- [Short exercise A]
Based on the interview excerpt, answer yes or no to each statement, quoting the words that decide it: (i) the interviewee's father later worked in a radio shop in Denver; (ii) the interviewee left Colorado at age five; (iii) the reverend at the Buddhist church in Denver housed and fed people.
- [Short exercise B]
In the interview excerpt, to which town did the interviewee's grandparents move?

GY: Yeah, that's, you mean after they got to Colorado? I intended to start on that and I better do it before, before all these people pass away. But what happened was, in addition to the sugar beet effort, there was lots of that. The small farms, truck farms in the area, owned by either German or Italian people, took in families. Like my relatives, the Sasakis, went to a family, the Mines worked for another family. They originally started at Zimbleman. Everybody was there. And then as the war, time progressed, it passed, they went off on their own. And, in fact, my dad liked... well, it's not electronics, but radio and those kinds of things. So he worked in a radio shop in Denver later on. And my grandparents moved to Fort Lupton, there was a Japanese community there. And so, but initially, during that period when they didn't know what was happening, it was the people of that area that really came through and helped out.

TI: And how about the prewar Japanese community in Fort Lupton? So there was a farming community of Japanese there that has been established. How much connection was there with that group?

GY: Well, in our case, we knew one of the families over there. And I guess those people were the ones who went to the mines in Wyoming and Colorado, the Isseis, the first generation. So their offsprings were there in Colorado and Wyoming and those places. They were aware of that, and also in Denver, the Buddhist church, I mentioned that in my report, too, but the reverend there, the Bonsan, helped this whole evacuation, voluntary evacuation quite a bit by housing people and giving them support, feeding them. And I think he was honored for that. But yeah, there was awareness.

SF: So the Japanese in the Colorado and Utah, they were always helpful. You never had any instances of where they were fearful of a lot of Japanese coming in, therefore were kind of riling up the locals maybe or something like that?

GY: I never heard of that. My memories -- of course, I left there when I was three, so they're very vague -- but there was a family, Furukawa, they had a store that was close to my grandfather, the house that they had rented. And they made tofu and other, they had a little store there, and she seemed like an aunt. One story is that I went over there one time and -- I don't remember -- and told her that my grandmother didn't have any money, but she wanted to have some tofu. And so, of course, Mrs. Furukawa came to my grandmother and said, "Geez, what's going on?" "Oh, that little guy," you know. I don't know the whole thing. But they were that close. They were helpful, and we still make Mrs. Furukawa's kuri manju, she had a recipe. [Laughs]

TI: That's good. Now, was there ever any thought from the family to maybe stay in the Denver or Fort Lupton area rather than coming back?

GY: Yeah, and I think most of the people that decided to stay, it wasn't that easy to just, again, just give everything up and come back and start anew. Or you had to have some money to get back. And a lot of people that we know stayed in Colorado a year or two later than the end of the war because they just couldn't do it. And then they eventually came back. The weather is pretty severe over there. It's colder and hotter, I think.

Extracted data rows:
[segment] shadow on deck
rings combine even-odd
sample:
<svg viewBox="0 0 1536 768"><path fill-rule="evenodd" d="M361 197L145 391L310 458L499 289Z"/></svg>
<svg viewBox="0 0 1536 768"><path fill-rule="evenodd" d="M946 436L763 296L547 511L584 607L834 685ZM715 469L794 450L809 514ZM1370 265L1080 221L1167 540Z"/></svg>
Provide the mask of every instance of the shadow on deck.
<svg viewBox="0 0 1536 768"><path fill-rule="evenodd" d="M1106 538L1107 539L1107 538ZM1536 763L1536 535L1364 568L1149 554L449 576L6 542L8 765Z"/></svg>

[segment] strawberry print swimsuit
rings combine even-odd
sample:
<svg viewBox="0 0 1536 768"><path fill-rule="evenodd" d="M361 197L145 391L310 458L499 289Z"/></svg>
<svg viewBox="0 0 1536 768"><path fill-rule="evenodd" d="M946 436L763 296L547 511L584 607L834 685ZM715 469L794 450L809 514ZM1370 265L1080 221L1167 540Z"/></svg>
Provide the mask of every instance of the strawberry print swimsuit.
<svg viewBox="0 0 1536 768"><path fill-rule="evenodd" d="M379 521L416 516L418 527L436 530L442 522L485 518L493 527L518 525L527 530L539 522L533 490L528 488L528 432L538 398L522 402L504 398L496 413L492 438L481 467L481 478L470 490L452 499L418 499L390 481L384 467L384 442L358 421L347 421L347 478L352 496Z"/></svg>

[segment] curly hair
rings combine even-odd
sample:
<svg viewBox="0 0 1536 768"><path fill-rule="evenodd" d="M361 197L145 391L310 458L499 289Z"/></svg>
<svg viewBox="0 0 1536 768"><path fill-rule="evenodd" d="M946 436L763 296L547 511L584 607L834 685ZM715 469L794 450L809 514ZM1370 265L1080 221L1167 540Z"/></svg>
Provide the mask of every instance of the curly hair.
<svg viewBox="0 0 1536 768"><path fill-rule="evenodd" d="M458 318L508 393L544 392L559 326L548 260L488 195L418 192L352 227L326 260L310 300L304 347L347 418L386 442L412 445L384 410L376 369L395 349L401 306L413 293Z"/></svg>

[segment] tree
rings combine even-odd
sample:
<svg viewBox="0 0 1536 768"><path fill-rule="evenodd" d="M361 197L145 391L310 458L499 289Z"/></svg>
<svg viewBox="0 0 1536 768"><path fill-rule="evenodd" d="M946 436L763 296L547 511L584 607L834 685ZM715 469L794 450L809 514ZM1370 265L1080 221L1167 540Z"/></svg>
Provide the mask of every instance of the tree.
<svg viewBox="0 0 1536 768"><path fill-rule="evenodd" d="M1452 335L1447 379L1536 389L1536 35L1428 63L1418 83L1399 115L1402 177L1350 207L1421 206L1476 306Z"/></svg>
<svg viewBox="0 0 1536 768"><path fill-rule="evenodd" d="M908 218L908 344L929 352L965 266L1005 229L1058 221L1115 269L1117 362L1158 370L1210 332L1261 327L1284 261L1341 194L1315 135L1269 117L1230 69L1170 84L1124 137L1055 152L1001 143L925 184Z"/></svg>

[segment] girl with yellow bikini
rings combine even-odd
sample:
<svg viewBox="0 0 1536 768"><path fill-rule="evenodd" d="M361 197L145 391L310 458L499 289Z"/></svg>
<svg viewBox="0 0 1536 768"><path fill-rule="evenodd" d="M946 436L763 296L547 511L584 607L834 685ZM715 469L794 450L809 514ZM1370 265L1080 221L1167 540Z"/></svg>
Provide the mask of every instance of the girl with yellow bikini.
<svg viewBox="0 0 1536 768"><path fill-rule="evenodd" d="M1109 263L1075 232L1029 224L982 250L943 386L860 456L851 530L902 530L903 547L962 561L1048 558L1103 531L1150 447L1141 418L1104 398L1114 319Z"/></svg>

- [Reply A]
(i) Yes: "So he worked in a radio shop in Denver later on."
(ii) No: "I left there when I was three"
(iii) Yes: "by housing people and giving them support, feeding them."

- [Reply B]
Fort Lupton, where there was a Japanese community.